>> start EXCERPT PROVIDED

Before we look at what Single Active Consumer is, let's review how a normal queue with multiple consumers behaves.
We see that with three consumers, each consumer competes for the messages in the queue. With a prefetch of 1, the 10 messages are evenly distributed across
If message processing cannot keep up with message ingress to a queue, the standard way of scaling the processing is to add more consumers and parallelize the work. This is a simple and effective method of scaling.
Fig 1. Three consumers with prefetch (QoS) of 1.
Single Active Consumer
When we enable SAC on a queue, the queue no longer permits competing consumers. One SAC enabled queue can have only one consumer actively consuming messages at a time. Additional consumers are in the Waiting state in case the first consumer goes away.
When consumer C1 fails or shutdowns, another consumer will become the "active" consumer and consumption will resume.

>> end EXCERPT PROVIDED
>> start LISTED ENTRIES

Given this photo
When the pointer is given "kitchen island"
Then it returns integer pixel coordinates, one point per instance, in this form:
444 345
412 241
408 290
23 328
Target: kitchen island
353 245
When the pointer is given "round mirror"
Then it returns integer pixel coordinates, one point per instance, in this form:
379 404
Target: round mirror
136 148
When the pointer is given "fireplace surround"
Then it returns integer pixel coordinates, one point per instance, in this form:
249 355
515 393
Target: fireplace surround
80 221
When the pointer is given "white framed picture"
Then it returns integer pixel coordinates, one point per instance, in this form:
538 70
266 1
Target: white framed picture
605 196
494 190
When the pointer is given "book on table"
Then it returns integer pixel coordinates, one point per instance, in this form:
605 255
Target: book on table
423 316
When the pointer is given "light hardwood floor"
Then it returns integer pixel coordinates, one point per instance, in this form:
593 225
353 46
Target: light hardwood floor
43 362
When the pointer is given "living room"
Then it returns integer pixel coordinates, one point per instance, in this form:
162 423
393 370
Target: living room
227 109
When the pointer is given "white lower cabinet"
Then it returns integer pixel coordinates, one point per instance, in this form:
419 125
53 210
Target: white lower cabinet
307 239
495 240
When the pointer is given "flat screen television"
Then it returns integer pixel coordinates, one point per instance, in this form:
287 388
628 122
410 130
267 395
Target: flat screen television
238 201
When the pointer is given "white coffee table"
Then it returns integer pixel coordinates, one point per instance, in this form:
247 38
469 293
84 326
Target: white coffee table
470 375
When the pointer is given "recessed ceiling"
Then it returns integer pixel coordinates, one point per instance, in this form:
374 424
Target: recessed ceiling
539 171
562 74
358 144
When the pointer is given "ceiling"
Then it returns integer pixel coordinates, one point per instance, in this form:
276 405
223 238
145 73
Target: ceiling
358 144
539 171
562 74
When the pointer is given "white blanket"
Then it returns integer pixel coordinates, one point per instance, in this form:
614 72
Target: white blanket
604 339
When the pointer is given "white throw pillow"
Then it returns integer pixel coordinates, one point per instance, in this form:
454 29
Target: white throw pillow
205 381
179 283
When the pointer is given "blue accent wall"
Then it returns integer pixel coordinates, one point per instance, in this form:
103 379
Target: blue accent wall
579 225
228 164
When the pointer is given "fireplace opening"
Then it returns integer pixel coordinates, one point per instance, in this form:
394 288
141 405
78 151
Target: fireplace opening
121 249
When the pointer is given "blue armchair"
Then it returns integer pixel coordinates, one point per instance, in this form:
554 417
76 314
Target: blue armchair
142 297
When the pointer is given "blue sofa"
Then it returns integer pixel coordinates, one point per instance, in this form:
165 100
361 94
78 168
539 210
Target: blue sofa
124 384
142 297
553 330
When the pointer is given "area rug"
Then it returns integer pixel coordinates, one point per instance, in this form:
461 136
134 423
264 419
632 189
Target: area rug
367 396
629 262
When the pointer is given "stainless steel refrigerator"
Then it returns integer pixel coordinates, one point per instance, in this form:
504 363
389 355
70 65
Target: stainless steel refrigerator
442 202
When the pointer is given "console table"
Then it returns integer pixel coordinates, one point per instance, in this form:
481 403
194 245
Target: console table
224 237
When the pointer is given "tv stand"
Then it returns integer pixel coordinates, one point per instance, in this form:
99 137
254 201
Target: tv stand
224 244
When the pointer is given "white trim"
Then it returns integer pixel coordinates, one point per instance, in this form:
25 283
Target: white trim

>> end LISTED ENTRIES

### REQUIRED WORK
• a. In the Single Active Consumer text, what state are additional consumers in while one consumer is active?
• b. Please pick up the Single Active Consumer text after its last sentence and carry it on.

### WRITTEN RESPONSES
• a. They are in the Waiting state.

• b.
Fig 2. Three consumers subscribed to a SAC enabled queue. All messages get delivered to the active consumer.
Fig 3. C1 goes away and C3 changes from Waiting to Active.
Highly Available Consumer
The principal reason for SAC is when we need a single highly available consumer.
Sometimes we only need or want a single consumer to do the work of processing messages but we need that work to be highly available. SAC enables this by allowing multiple consumers but only allowing one consumer to do the work and allowing another consumer to take over the moment the active consumer goes down. Also known as Active/Standby or Active/Passive.
Reasons for only wanting a single consumer doing work at a time:
- Data consistency is only possible when one application is doing work. Two applications working at the same time tread on each other.
- Concurrency issues in other systems, such as database deadlocks.
- Third party systems only allow one process at a time to interact with it.
- The consumer needs to perform computation based on a window of events and must receive all messages.
- Data locality. Data is cached in memory for performance and to reduce load on other systems. All messages need to go through the same application.
- Can optimize prefetch and multiple flag usage without introducing message ordering issues (See Notes on High Prefetch and Multiple Flag Usage below)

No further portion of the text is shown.